— start Text section —

Alexander II know by many as the great reformer for freeing the serfs also intensified the situation that gave birth to the October revolution. For although, in theory serfdom has been abolished, the economic plight of the serfs did not improve. By maintaining the obshchina with its assembly that told the serf how and when to farm, and its taxes peasants were shackled to the village and government as opposed to being shackled to there owner. (Thompson pg. 155)Peasants still had secound class citizen status with there separate courts and methods of treatments. (ibid) Scarcity of land and growing poverty forced many peasants to leave the countryside and go to the city or hire themselves out to previous landlords so they can survive. (ibid) In the cities peasants had to work in horrible conditions for low rates and housing not fit for man or beast. It was in these cities that many ex-peasants came into contact with Social Revolutionaries, Narodniis and Social Democrats exposing them to new ideas. Although Alexander II gave into some demands politically his idea of the Czar having absolute power remained unchallenged. These half hearted reforms which aimed at placating the people did noit deal with the real issues such as true land reform or whom must soverieghnty rest with. This failure on his part created the space for activists and revolutionary terrorist whom saw no other way forward for political change then violence. When he was finaaly assassinated by Narodniis none of these issues were solved. Ander Zhelyabov at his trial for his role in the assassination had this to say “Circumstances were forcing me, among others, to declare war against the exisiting political structure”. (Thompson pg. 158). This movement of terror did not end with the death of Alexander II but was carried forward into the 20th century. It should be intresting to note that Lenin’s brother was hung by the Czar for participating in such activities.

John F. Kennedy stated that those who make peaceful change impossible make violent revolution inevitable. The Russian revolution of 1917 was not just caused by Lenin and Stalin but rather by the fact that the Russian system refused to change. As one can see by the above two examples in the 19th century resistance to autocracy is what gave birth to the great October Revolution and one can state that 20th century socialism succeeded because 19th century liberalism failed. The Czars by refusing to share power with the people sighned there own death warrants and the above state examples can be seen as a trial run for the 20th century revolutionaries.

— end Text section —
— start Data provided —

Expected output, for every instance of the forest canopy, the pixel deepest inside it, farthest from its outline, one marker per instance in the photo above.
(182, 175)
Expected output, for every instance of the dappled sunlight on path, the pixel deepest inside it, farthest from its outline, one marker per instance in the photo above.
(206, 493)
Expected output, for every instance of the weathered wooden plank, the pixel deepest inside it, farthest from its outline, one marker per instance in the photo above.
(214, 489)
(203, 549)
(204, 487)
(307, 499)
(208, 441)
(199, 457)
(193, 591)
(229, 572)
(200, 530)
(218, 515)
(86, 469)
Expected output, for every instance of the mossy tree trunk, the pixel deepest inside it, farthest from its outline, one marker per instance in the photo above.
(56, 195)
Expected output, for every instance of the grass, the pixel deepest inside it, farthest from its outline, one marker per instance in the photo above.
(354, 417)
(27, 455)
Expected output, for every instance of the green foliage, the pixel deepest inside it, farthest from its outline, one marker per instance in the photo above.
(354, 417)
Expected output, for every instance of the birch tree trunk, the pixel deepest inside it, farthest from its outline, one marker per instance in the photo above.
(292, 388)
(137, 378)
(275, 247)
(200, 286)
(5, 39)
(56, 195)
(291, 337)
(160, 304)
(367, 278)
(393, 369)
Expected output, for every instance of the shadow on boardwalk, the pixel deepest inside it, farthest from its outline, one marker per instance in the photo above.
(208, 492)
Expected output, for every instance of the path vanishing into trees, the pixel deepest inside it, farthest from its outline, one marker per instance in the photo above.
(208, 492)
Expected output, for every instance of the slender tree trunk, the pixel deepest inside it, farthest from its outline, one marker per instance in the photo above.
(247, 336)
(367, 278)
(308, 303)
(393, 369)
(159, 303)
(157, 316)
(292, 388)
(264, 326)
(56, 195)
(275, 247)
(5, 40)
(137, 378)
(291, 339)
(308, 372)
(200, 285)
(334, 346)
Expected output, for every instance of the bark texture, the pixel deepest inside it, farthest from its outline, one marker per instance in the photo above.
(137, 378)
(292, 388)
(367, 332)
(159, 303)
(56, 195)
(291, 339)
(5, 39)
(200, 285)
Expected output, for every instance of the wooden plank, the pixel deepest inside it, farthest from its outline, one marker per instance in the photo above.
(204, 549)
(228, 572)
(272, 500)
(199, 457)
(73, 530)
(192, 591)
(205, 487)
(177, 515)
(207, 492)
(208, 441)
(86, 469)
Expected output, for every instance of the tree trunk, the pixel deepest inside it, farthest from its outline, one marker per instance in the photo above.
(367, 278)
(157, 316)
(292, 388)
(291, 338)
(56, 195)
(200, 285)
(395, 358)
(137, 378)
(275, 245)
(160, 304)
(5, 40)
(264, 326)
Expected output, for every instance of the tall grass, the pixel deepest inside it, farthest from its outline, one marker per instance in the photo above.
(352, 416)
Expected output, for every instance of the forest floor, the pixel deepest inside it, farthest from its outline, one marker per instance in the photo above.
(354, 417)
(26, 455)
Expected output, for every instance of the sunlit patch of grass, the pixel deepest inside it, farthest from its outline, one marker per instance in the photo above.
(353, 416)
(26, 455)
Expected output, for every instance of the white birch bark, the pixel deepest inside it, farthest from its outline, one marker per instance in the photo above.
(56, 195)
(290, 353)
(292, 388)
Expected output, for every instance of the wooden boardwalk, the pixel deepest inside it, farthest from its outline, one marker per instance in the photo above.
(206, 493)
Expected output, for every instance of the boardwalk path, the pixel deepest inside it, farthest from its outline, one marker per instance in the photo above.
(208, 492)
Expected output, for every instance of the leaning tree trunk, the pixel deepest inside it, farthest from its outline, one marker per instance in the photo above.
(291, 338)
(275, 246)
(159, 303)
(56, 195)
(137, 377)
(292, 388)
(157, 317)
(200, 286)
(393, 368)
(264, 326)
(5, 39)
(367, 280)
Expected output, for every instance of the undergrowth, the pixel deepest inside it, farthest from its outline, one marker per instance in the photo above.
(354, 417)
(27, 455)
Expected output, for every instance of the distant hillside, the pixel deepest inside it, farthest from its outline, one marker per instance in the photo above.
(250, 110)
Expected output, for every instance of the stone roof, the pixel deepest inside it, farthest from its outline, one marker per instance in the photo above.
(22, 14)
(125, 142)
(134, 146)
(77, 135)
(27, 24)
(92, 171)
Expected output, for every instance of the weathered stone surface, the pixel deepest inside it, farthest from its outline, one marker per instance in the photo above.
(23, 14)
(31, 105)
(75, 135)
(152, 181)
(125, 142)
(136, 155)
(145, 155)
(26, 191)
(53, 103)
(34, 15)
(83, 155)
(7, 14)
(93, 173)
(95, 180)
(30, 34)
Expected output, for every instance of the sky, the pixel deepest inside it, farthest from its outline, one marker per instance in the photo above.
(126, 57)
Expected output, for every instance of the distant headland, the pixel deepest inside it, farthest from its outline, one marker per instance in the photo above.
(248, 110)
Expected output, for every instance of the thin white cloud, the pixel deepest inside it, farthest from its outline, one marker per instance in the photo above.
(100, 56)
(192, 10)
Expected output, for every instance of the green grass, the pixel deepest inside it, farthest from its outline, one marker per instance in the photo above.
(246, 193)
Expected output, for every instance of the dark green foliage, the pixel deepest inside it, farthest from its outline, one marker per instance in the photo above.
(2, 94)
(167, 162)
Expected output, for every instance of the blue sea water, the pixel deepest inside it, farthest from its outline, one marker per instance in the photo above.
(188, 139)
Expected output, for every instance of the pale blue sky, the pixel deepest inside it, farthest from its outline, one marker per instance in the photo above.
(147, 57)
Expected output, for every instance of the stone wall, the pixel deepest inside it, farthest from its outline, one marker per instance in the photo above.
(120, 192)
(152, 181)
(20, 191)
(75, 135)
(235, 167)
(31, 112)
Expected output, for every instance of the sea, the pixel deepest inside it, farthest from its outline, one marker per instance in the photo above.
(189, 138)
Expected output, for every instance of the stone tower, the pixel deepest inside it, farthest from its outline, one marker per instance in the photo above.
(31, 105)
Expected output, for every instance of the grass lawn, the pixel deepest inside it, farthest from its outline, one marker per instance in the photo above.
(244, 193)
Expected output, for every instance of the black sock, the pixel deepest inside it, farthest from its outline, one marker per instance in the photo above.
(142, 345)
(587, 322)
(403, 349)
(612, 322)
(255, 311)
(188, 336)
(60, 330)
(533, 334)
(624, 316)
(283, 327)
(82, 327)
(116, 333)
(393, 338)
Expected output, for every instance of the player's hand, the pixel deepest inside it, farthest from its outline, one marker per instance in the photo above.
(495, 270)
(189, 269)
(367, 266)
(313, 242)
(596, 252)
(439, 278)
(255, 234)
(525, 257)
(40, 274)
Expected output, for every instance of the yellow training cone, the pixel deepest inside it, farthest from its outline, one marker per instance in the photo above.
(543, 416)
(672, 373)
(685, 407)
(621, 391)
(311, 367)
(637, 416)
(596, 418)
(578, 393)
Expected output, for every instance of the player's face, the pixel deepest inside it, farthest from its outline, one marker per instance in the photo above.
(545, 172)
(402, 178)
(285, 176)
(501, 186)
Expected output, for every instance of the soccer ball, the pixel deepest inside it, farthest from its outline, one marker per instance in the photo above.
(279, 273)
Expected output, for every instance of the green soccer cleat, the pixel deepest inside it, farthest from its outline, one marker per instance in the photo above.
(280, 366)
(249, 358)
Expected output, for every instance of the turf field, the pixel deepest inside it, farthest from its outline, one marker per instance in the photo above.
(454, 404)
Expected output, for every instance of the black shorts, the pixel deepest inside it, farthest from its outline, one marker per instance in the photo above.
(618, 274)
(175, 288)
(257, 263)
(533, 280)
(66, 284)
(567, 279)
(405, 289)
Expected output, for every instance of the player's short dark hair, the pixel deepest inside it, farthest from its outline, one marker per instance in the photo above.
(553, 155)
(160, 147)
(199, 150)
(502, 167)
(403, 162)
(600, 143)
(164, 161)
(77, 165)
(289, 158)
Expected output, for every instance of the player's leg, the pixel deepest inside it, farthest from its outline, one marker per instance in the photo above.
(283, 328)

— end Data provided —

→ **Written instruction**: Return the passage of the text on Alexander II and the Russian revolution that runs from "John F. Kennedy" up to and including "20th century revolutionaries.", copied word for word.

→ **Task result**:
John F. Kennedy stated that those who make peaceful change impossible make violent revolution inevitable. The Russian revolution of 1917 was not just caused by Lenin and Stalin but rather by the fact that the Russian system refused to change. As one can see by the above two examples in the 19th century resistance to autocracy is what gave birth to the great October Revolution and one can state that 20th century socialism succeeded because 19th century liberalism failed. The Czars by refusing to share power with the people sighned there own death warrants and the above state examples can be seen as a trial run for the 20th century revolutionaries.